— START Material for the task —
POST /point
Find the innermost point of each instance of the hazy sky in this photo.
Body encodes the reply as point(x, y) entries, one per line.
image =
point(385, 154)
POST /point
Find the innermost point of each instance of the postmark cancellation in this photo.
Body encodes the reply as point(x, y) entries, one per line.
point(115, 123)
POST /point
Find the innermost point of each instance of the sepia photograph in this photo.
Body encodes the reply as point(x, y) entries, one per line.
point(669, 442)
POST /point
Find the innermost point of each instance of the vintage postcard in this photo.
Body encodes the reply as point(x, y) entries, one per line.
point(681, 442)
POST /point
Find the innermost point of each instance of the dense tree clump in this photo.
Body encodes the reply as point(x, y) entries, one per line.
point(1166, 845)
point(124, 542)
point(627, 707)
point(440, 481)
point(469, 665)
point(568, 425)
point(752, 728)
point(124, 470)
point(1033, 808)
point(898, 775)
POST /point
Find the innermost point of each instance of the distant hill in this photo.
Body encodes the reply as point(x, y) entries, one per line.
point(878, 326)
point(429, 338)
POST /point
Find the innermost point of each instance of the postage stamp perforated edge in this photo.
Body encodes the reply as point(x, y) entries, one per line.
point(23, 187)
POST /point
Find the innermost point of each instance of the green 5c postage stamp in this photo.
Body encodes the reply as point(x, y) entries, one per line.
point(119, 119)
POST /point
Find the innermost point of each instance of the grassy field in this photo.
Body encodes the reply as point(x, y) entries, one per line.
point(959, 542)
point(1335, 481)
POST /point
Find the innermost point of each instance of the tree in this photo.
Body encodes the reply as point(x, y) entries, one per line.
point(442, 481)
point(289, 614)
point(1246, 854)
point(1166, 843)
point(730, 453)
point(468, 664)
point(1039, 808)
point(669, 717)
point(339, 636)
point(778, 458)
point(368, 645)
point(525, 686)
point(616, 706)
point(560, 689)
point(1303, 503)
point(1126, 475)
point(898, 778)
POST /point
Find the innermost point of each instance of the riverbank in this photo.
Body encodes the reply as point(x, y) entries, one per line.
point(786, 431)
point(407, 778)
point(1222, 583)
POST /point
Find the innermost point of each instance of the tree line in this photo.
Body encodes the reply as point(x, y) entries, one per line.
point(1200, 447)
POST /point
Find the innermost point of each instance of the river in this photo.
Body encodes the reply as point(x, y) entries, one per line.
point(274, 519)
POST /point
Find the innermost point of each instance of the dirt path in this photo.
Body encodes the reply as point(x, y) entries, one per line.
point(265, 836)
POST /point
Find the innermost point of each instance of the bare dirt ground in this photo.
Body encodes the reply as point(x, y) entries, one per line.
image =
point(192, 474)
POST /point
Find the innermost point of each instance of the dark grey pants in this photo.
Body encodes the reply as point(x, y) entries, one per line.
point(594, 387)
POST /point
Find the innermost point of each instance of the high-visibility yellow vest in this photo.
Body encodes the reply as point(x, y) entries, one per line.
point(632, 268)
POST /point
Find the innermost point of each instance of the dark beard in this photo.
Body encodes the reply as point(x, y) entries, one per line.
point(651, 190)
— END Material for the task —
Exercise:
Reproduce the part of the data above that opens with its first line and closes with the line containing "point(385, 154)", including both of those lines.

Full answer:
POST /point
Find the innermost point of each instance of the hazy sky in this photo.
Body encodes the reply as point(x, y) entries, one per line.
image =
point(385, 154)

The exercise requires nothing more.